→ WORK ORDER
Every line below is to be set down again exactly; any image stays out.

→ SUPPLIED MATERIAL
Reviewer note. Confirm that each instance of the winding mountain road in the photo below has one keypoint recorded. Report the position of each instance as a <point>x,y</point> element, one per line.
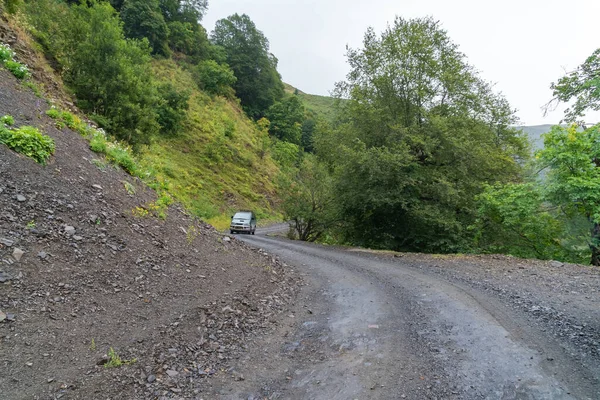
<point>370,328</point>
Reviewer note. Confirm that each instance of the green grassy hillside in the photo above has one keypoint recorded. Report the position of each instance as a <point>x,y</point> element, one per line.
<point>323,106</point>
<point>218,163</point>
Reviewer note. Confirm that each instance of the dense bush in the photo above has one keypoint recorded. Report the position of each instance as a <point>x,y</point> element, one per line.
<point>171,109</point>
<point>143,19</point>
<point>215,78</point>
<point>19,70</point>
<point>258,83</point>
<point>28,141</point>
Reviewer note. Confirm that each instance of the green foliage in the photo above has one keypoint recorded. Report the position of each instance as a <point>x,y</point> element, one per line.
<point>308,131</point>
<point>258,84</point>
<point>420,137</point>
<point>215,78</point>
<point>28,141</point>
<point>7,120</point>
<point>515,219</point>
<point>308,200</point>
<point>189,38</point>
<point>573,180</point>
<point>143,19</point>
<point>53,113</point>
<point>115,152</point>
<point>19,70</point>
<point>285,153</point>
<point>6,53</point>
<point>108,74</point>
<point>12,6</point>
<point>286,117</point>
<point>172,109</point>
<point>583,85</point>
<point>114,360</point>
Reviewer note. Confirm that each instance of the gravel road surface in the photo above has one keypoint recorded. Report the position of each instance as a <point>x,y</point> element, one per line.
<point>375,327</point>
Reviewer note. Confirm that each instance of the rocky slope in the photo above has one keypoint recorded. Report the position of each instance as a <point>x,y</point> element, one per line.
<point>81,275</point>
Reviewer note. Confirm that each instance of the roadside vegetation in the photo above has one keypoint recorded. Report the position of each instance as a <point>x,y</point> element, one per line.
<point>414,151</point>
<point>26,140</point>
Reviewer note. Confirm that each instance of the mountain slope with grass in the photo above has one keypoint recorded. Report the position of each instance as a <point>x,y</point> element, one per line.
<point>175,117</point>
<point>220,161</point>
<point>104,292</point>
<point>322,106</point>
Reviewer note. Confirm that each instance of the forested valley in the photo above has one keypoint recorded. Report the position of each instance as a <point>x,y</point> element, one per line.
<point>413,152</point>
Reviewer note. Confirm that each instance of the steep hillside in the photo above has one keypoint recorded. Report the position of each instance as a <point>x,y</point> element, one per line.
<point>219,163</point>
<point>101,299</point>
<point>534,133</point>
<point>323,106</point>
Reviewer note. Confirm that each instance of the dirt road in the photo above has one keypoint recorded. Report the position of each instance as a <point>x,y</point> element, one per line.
<point>369,327</point>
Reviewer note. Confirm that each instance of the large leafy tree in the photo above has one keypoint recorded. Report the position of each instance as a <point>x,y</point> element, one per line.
<point>572,157</point>
<point>258,84</point>
<point>308,200</point>
<point>143,19</point>
<point>582,85</point>
<point>423,134</point>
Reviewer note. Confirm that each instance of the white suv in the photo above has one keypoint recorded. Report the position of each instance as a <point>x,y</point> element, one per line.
<point>243,221</point>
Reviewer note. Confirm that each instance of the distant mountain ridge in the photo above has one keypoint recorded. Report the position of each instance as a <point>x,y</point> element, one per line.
<point>534,133</point>
<point>324,106</point>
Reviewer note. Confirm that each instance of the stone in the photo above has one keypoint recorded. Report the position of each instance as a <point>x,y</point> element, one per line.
<point>172,373</point>
<point>6,242</point>
<point>17,254</point>
<point>4,277</point>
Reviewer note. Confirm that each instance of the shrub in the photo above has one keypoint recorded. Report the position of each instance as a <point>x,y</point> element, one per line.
<point>20,71</point>
<point>215,78</point>
<point>7,120</point>
<point>6,53</point>
<point>53,113</point>
<point>29,141</point>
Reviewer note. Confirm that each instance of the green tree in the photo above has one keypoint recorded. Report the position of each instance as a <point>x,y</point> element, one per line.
<point>308,200</point>
<point>422,135</point>
<point>572,157</point>
<point>143,19</point>
<point>190,11</point>
<point>517,219</point>
<point>109,75</point>
<point>171,109</point>
<point>286,118</point>
<point>583,85</point>
<point>258,84</point>
<point>308,130</point>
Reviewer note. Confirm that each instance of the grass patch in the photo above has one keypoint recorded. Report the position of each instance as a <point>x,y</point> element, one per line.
<point>217,164</point>
<point>7,59</point>
<point>28,141</point>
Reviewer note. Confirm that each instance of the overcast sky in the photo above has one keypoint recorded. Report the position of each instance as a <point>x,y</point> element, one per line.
<point>519,45</point>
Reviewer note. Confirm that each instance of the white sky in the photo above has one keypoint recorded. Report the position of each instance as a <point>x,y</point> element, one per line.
<point>519,45</point>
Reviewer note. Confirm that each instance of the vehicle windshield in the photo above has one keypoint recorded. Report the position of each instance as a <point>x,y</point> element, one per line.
<point>242,216</point>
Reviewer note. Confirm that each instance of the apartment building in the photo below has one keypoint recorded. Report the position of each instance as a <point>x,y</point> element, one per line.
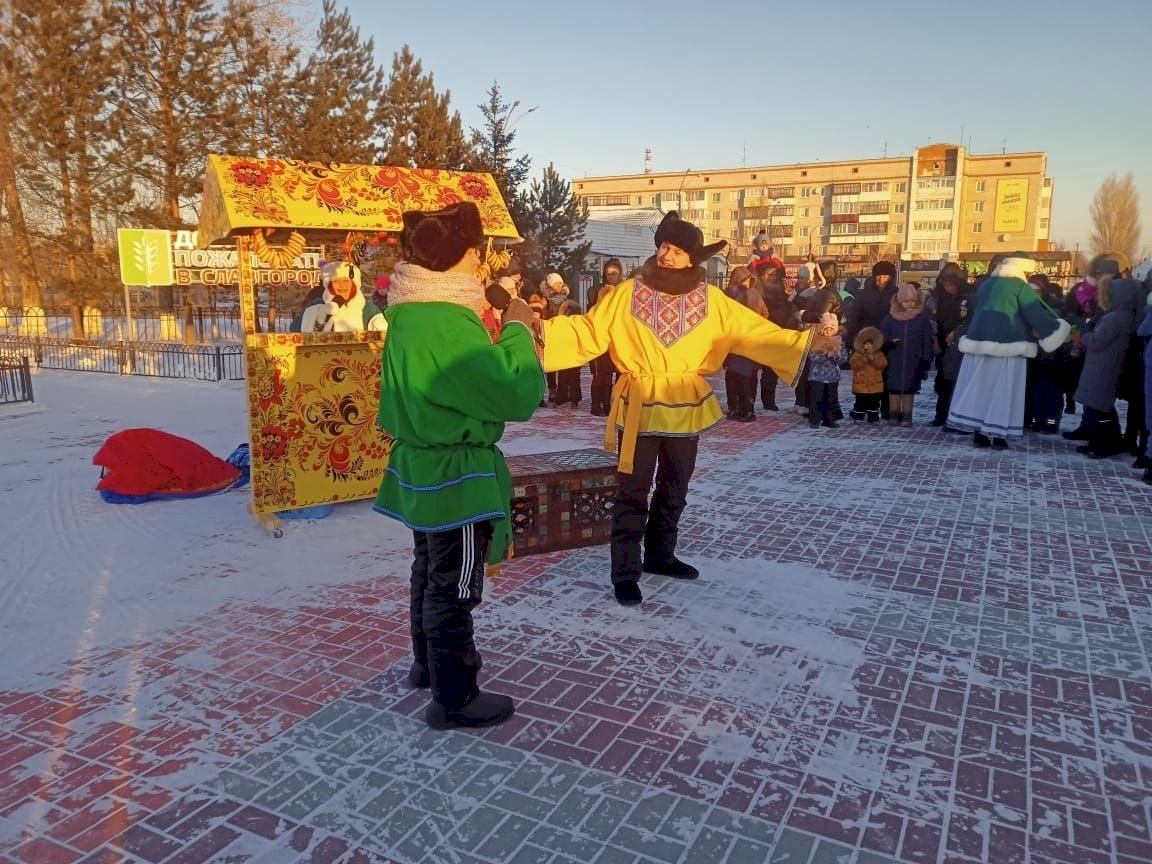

→ ANSWER BOX
Reviewer note. Confirm that each instance of the winding mountain road in the photo below has one keypoint recorded. Report the position of each instance as a <point>x,y</point> element, one per line.
<point>370,328</point>
Reviewer note. Confirm that each instance of the green grassy hillside in the photo above has one keypoint recorded. Report the position of each instance as a <point>x,y</point> element, one per line.
<point>323,106</point>
<point>218,163</point>
Reviewer note. Confirm that each instance of the dense bush in the photo above has one keypoint recorded. Report the position of each instance as a <point>x,y</point> element, one per line.
<point>171,109</point>
<point>143,19</point>
<point>215,78</point>
<point>19,70</point>
<point>258,83</point>
<point>28,141</point>
Reviewer note. Confirm that each instance of the green foliage in the photo above has one keypoint recorded. Report the position of each instance as a <point>x,y</point> element, one per line.
<point>308,131</point>
<point>258,84</point>
<point>420,137</point>
<point>215,78</point>
<point>28,141</point>
<point>7,120</point>
<point>515,219</point>
<point>308,200</point>
<point>189,38</point>
<point>573,180</point>
<point>143,19</point>
<point>53,113</point>
<point>115,152</point>
<point>19,70</point>
<point>285,153</point>
<point>6,53</point>
<point>108,74</point>
<point>12,6</point>
<point>286,117</point>
<point>172,109</point>
<point>583,85</point>
<point>114,360</point>
Reviewer note. Confirm that each instance of the gravel road surface in the photo above has one keypoint recorded. Report the position of each instance as a <point>x,y</point> element, one per line.
<point>375,327</point>
Reviewer note. Confirm that each instance of the rocky slope in the photo above has one keypoint recorded. Report the position of each instance as a <point>x,y</point> element, one per line.
<point>81,275</point>
Reviewer note. Confirm that each instance of the roadside vegetation in the photo above has one keypoint recorded. Report the position of each instance as a <point>x,y</point> element, one per line.
<point>414,151</point>
<point>26,140</point>
Reviewer note. Confirm that each instance of the mountain slope with grass in the photo above has one keypoint recorded. Report the position of each instance as a <point>x,y</point> element, one per line.
<point>175,117</point>
<point>220,161</point>
<point>104,292</point>
<point>322,106</point>
Reviewer note. Confirm that each instance of the forested valley in the photo above has one keypoint recorded. Report the position of each instance as a <point>x,y</point> element, one per line.
<point>413,152</point>
Reviewer note. Confirm that each instance of the steep hillside in the photo above has one keypoint recorded. Report the position of each instance as a <point>x,y</point> element, one per line.
<point>219,163</point>
<point>101,299</point>
<point>534,133</point>
<point>323,106</point>
Reviewer note. Confirm that each instance of the dirt road in the photo above has one keypoint recorded. Report the position of each instance as a <point>x,y</point> element, one per line.
<point>369,327</point>
Reviewer note. Confirm that each instance of the large leafy tree in the photo above has one keypoint recorded. Report the position of each instance as a <point>x,y</point> element, one per line.
<point>572,157</point>
<point>258,84</point>
<point>308,200</point>
<point>143,19</point>
<point>582,85</point>
<point>423,134</point>
Reviewer note. Confirm that each instance of the white suv in the photo above has one keypoint recorded. Report the position of each instance as a <point>x,y</point> element, one per line.
<point>243,221</point>
Reviewer note. Confirm that each instance of the distant mountain ridge in the photo above has one keypoint recorded. Report the position of each instance as a <point>x,y</point> element, one per line.
<point>534,133</point>
<point>324,106</point>
Reviewer note. Confirm that each instance of the stone in the photo above has one keypoint recorded. Report the position of each instance as a <point>x,y</point> element, one per line.
<point>172,373</point>
<point>6,242</point>
<point>17,254</point>
<point>4,277</point>
Reviewer note. Confirm that each instance of the shrub in the photo above has one keypoint recorded. Report the position of each instance as a <point>x,y</point> element, one per line.
<point>20,71</point>
<point>215,78</point>
<point>7,120</point>
<point>6,53</point>
<point>53,113</point>
<point>29,141</point>
Reviewer note. Confirm that each instance of the green tree in the photo above has one keypoint recorded. Report the position of each instance as a <point>x,y</point> element, one per line.
<point>308,200</point>
<point>422,135</point>
<point>572,157</point>
<point>143,19</point>
<point>190,11</point>
<point>517,219</point>
<point>109,75</point>
<point>171,109</point>
<point>286,118</point>
<point>583,85</point>
<point>258,84</point>
<point>308,130</point>
Reviewer note. Confirm that each instance of the grass patch in the photo above has one keypoint recorded. Report the position of each instance as a <point>x,y</point> element, one per line.
<point>217,164</point>
<point>7,59</point>
<point>28,141</point>
Reviewer note. Confirm that each instance of the overcast sky in the photo above has one keypoint recorded. Report the position of each instance as a <point>x,y</point> element, one per line.
<point>519,45</point>
Reviewer note. Confirm that each instance of the white sky in the photo above has one keypoint recorded. Report the position of each instance as a <point>x,y</point> element, one per line.
<point>519,45</point>
Reviewer note. Confirm that each instance of the vehicle windshield in the photo above has one keypoint recorded. Report the position of each instance as a <point>x,y</point> element, one per line.
<point>242,216</point>
Reviewer note. Confirm that each instance of the apartment building in the photo below has one keypoint recorded. Report the position of each instance as a <point>x,y</point> element, one per line.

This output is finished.